* Activity *
Filter this data down to the lines that hold "below", and copy them.

Exercise data Block Start

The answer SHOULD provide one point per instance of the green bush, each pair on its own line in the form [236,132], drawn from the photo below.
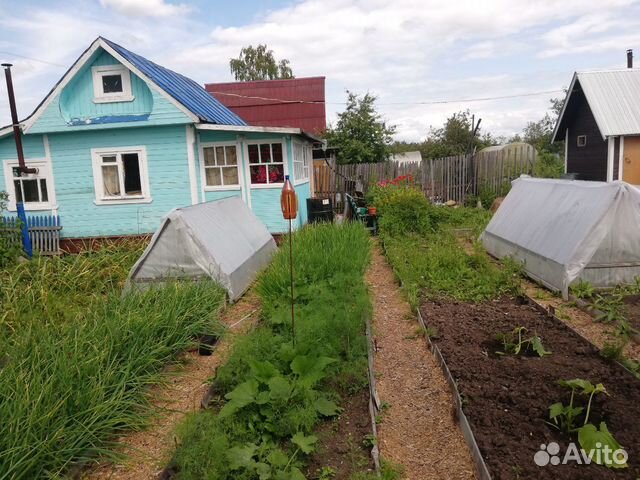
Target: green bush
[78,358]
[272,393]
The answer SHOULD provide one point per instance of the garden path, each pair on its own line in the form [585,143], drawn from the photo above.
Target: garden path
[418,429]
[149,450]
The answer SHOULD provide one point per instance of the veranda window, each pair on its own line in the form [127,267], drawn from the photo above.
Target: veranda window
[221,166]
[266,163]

Exercise data Block End
Exercise data Block Start

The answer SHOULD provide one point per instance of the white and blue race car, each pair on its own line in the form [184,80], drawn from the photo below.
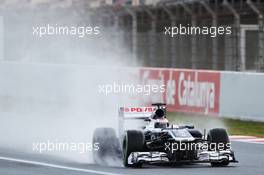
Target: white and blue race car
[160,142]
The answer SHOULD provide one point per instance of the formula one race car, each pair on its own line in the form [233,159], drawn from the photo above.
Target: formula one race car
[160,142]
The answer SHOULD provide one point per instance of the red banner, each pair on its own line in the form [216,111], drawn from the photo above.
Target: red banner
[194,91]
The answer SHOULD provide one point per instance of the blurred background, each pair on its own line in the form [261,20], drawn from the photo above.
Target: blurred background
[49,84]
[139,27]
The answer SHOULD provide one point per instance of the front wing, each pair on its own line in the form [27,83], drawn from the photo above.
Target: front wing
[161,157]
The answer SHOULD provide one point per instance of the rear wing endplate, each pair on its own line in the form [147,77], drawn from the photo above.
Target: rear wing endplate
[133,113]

Exercise data Block End

* Exercise answer *
The answer SHOULD provide one point per instance of the green bush, each pair on its own line in the form [236,132], drawn from the photo below.
The answer SHOULD provide one point per instance of the white and blue race car, each pair on its own line in the form [184,80], drawn from the photo below.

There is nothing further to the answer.